FRAGMENTO SELECCIONADO.
+ + + + +
# Techos: purlin, purlin glider, bar joist



## CLR

Hola a todos.

Estoy traduciendo un texto sobre prevención de caídas y aislamiento para techos.
Necesito saber cuáles son los equivalentes para "purlin" y "bar joist" en español mexicano. Si no me equivoco son vigas pero como en el texto que estoy traduciendo aparecen a menudo juntos quisiera saber si hay términos específicos para cada uno. En cuanto a "purlin glider" no tengo idea qué puede ser.

Aquí copio un poco de contexto:

 When positioning the Facing Rolls into the Purlin Gliders, be sure there is an equal Facing overlap of 12” on both sides of the last Purlin or Bar Joist that is covered by that Facing Roll. Trail rolls on a double-layer system will require twenty four inches of overlap.



  To use the second method, the Purlin Gliders are positioned on the purlins or bar joist from a basket or platform beneath the roof plane, approximately eight feet from the endwall. With this method the facing is unwound from the gliders by the person in the basket and the facing is fed back to the endwall where another worker attaches it to the taped rake angle. The greater distance from the endwall can be helpful in getting a smooth, wrinkle-free start.


  Purlin Gliders es una marca pero muchas veces aparece como un simple término en el texto.

Espero puedan ayudarme.

Muchas gracias.


----------



## iinnffooss

Hola CLR y beinvenido/a a los foros. Es recomendable que abras un hilo diferente para cada duda específica que tengas. Será más fácil para los que puedan ayudarte y también para que los administradores gestionen esa información.

Te aconsejo (y ruego) que leas detenidamente las reglas para favorecer el funcionamiento del foro. Gracias


----------



## iinnffooss

purlin = correa

bar joist = vigueta


----------



## CLR

Sé que estos términos ya se habían consultado pero lo de "correa" no me sirvió por eso consulté sobre lo mismo.
+ + + + +
PROBLEMA BREVE A. Cita textualmente el pasaje del hilo sobre términos de techos que empieza con "Necesito saber cuáles" y sigue hasta "qué puede ser.".
PROBLEMA BREVE B. Escribe cómo sigue el hilo del foro sobre la traducción de "purlin" y "bar joist" después de su último mensaje.

REGISTROS DE DATOS.
+ + + + +
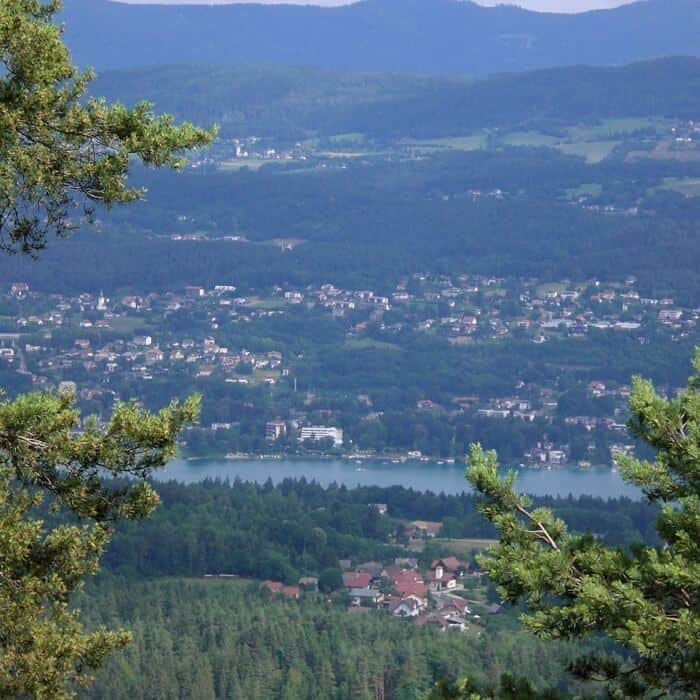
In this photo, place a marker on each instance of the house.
(444, 573)
(356, 579)
(381, 508)
(308, 583)
(407, 582)
(410, 606)
(373, 568)
(19, 289)
(273, 586)
(365, 597)
(423, 529)
(277, 587)
(321, 432)
(275, 429)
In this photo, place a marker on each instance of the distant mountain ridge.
(429, 37)
(294, 102)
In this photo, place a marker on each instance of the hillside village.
(108, 348)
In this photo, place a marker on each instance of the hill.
(296, 101)
(427, 37)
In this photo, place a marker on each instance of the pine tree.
(60, 155)
(647, 599)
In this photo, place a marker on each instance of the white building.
(321, 432)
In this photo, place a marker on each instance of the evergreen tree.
(60, 155)
(646, 599)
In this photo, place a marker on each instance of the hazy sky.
(542, 5)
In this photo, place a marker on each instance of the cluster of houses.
(401, 590)
(106, 344)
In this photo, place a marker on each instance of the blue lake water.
(423, 476)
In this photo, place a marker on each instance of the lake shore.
(422, 476)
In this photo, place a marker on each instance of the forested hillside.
(367, 224)
(295, 102)
(212, 638)
(411, 36)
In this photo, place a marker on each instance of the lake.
(423, 476)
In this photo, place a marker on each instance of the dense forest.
(207, 637)
(212, 639)
(295, 102)
(299, 528)
(367, 225)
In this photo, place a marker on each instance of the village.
(108, 348)
(444, 594)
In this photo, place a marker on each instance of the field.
(469, 142)
(529, 138)
(458, 546)
(690, 187)
(592, 151)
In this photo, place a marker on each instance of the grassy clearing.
(609, 128)
(689, 186)
(467, 545)
(587, 189)
(543, 289)
(592, 151)
(369, 344)
(272, 304)
(470, 142)
(529, 138)
(239, 164)
(126, 324)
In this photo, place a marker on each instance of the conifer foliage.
(60, 154)
(647, 599)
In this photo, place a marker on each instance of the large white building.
(320, 432)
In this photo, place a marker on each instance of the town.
(264, 360)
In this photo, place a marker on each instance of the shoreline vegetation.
(393, 458)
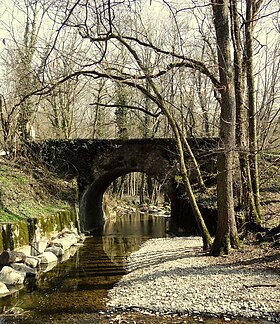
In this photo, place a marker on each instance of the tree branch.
(127, 106)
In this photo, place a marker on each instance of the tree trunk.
(226, 235)
(253, 158)
(247, 196)
(207, 240)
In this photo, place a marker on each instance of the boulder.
(62, 242)
(8, 257)
(3, 289)
(24, 268)
(56, 250)
(47, 257)
(32, 262)
(9, 276)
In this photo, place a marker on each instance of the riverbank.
(173, 276)
(28, 191)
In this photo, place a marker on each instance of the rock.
(56, 250)
(71, 237)
(32, 262)
(9, 276)
(47, 257)
(24, 268)
(62, 242)
(3, 289)
(47, 266)
(8, 257)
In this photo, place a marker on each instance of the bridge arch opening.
(92, 216)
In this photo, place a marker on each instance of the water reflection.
(79, 286)
(124, 235)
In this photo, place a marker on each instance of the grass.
(28, 191)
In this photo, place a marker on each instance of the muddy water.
(75, 291)
(77, 288)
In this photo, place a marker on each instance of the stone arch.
(149, 158)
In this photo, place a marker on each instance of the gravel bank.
(173, 275)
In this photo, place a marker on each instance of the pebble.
(171, 276)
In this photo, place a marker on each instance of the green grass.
(29, 192)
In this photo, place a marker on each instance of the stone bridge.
(97, 163)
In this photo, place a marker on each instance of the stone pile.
(17, 266)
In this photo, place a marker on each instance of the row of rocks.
(145, 209)
(17, 266)
(174, 276)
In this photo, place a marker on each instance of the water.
(77, 289)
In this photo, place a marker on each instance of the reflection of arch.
(150, 159)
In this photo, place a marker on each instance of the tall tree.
(226, 234)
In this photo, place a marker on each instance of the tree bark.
(251, 10)
(226, 235)
(247, 195)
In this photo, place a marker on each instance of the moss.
(8, 243)
(20, 234)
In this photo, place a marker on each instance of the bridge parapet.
(97, 163)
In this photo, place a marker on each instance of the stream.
(75, 291)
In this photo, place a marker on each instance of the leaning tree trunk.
(226, 235)
(251, 11)
(247, 200)
(207, 240)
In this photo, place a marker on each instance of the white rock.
(56, 250)
(62, 243)
(47, 257)
(9, 276)
(71, 237)
(3, 289)
(32, 262)
(47, 266)
(23, 268)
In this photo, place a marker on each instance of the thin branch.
(127, 106)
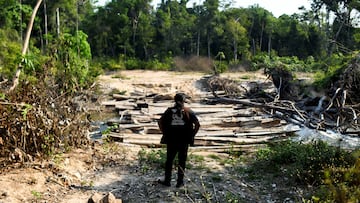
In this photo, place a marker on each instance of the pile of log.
(224, 127)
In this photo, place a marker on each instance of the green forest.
(51, 53)
(131, 34)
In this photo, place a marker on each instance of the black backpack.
(176, 126)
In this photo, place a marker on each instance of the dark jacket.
(178, 125)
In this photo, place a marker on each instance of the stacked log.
(223, 126)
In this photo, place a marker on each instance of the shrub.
(306, 162)
(193, 63)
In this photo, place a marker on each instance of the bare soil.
(116, 167)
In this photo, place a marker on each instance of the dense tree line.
(124, 29)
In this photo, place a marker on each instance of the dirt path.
(130, 172)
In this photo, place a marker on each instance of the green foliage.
(341, 184)
(330, 69)
(149, 159)
(9, 52)
(289, 63)
(305, 162)
(73, 58)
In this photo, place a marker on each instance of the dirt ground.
(117, 167)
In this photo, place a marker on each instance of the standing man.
(179, 126)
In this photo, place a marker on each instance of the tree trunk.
(26, 44)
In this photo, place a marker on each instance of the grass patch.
(333, 172)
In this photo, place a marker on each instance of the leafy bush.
(341, 184)
(306, 162)
(290, 63)
(73, 55)
(330, 70)
(194, 63)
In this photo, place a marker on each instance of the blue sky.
(276, 7)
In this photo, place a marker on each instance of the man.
(179, 126)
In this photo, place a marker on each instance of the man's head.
(180, 97)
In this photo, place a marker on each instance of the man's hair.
(180, 97)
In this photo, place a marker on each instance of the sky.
(276, 7)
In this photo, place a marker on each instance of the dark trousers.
(181, 150)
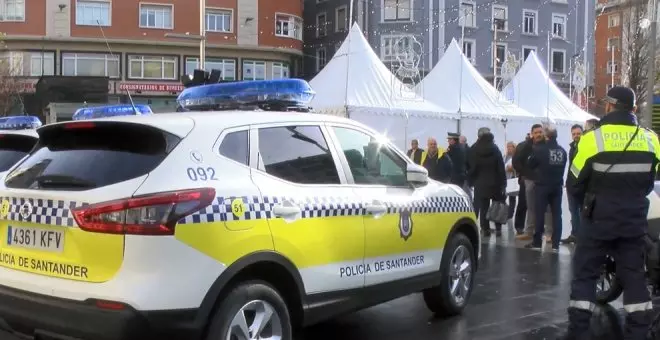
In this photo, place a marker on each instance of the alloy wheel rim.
(256, 320)
(460, 275)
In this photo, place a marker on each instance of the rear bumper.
(39, 316)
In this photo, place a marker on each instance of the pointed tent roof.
(457, 85)
(355, 77)
(533, 90)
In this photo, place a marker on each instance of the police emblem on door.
(405, 224)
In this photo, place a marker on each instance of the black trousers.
(628, 253)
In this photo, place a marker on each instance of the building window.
(397, 10)
(289, 26)
(227, 67)
(321, 58)
(500, 18)
(156, 16)
(529, 21)
(28, 64)
(559, 25)
(321, 25)
(90, 64)
(219, 20)
(280, 70)
(613, 43)
(254, 70)
(469, 49)
(391, 45)
(558, 61)
(613, 20)
(12, 10)
(467, 17)
(152, 67)
(527, 50)
(500, 54)
(612, 67)
(341, 19)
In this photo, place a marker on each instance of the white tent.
(455, 84)
(533, 90)
(356, 84)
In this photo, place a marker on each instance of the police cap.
(621, 97)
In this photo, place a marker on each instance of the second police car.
(223, 224)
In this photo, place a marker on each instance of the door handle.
(377, 209)
(287, 211)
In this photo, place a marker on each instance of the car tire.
(440, 299)
(252, 299)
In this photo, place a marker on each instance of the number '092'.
(201, 174)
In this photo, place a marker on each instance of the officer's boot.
(578, 325)
(637, 325)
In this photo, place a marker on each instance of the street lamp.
(201, 37)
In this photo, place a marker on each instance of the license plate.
(35, 238)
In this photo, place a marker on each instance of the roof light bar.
(111, 111)
(281, 95)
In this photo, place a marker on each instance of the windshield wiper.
(58, 181)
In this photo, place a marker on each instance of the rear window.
(89, 157)
(13, 148)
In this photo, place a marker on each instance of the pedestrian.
(457, 154)
(436, 162)
(415, 153)
(614, 168)
(486, 172)
(548, 161)
(574, 206)
(510, 174)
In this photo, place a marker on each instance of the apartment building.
(490, 30)
(144, 48)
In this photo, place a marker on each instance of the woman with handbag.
(486, 172)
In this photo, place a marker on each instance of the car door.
(403, 239)
(316, 219)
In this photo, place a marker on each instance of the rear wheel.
(457, 270)
(608, 287)
(253, 310)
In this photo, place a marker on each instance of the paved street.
(519, 294)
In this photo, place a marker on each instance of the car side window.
(298, 154)
(235, 146)
(369, 161)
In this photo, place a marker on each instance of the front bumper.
(30, 315)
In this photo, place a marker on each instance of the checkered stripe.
(53, 212)
(257, 207)
(431, 205)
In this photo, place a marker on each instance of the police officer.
(458, 156)
(548, 160)
(614, 169)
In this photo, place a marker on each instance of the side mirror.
(416, 174)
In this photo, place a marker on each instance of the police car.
(17, 137)
(223, 224)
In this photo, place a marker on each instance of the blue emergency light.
(111, 111)
(19, 122)
(281, 94)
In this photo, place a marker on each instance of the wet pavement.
(519, 294)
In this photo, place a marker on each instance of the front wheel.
(457, 270)
(252, 310)
(608, 287)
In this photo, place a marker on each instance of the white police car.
(223, 224)
(17, 137)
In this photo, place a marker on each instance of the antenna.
(107, 44)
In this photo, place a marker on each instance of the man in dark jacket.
(415, 153)
(457, 153)
(548, 161)
(486, 173)
(437, 162)
(574, 205)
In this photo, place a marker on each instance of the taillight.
(155, 214)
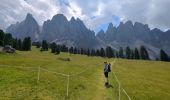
+ + + + +
RESPUESTA A.
Necesito saber cuáles son los equivalentes para "purlin" y "bar joist" en español mexicano. Si no me equivoco son vigas pero como en el texto que estoy traduciendo aparecen a menudo juntos quisiera saber si hay términos específicos para cada uno. En cuanto a "purlin glider" no tengo idea qué puede ser.

RESPUESTA B.
Gracias.


----------



## iinnffooss

Mis fuentes son:

- Menendez Martinez, Carmen, Salto-Weis Azevedo, Isabel; _Diccionario temático de Arquitectura, Urbanismo y Construcción Español/Inglés - Topic Dictionary of Architecture, Urbanism and Construction English/Spanish_, Omagraf S.L., Madrid 1992

- IATE

Es la única acepción que ambas dan para _purlin_ tanto en la sección de cubiertas en el diccionario como en la sección de construcción en la base de datos europea. Y personalmente, no conozco tampoco ninguna otra traducción así que espero que te sirva


----------



## CLR

Muchas gracias. Lo voy a tener en cuenta. Saludos desde México...


----------



## Kibramoa

Bienvenido a los foros CLR.

Encontré lo mismo que iinnffooss.

Purlins = Correa de base o inferior.  _Carrera inferior sobre la que apoyan los pies de los cabios_. p. 131  
Putman R.E. & Carlson G.E. Diccionario de Arquitectura Construcción y Obras Públicas. Español-Inglés, Glosarios Inglés-Español. Editorial Parainfo, Madid 1998.


----------



## mdorao

Ya ha pasado mucho tiempo, pero bueno, por si a alguien le viene bien esta contestación, "purlin", en este contexto, sería "viga".


----------



## ConnieARG

Purlin = Cumbrera (es la chapa plegada que hace la "punta" de un techo a dos aguas ^)

Saludos


----------



## CARJR45

Correcto mdorao, "purlin" es una viga que acá en Panamá las llamamos por el nombre de "carriola".

Es una sección metálica de acero galvanizado en forma de una "C", con la cual se forma un tramado para soportar un techo,  o un piso de metal.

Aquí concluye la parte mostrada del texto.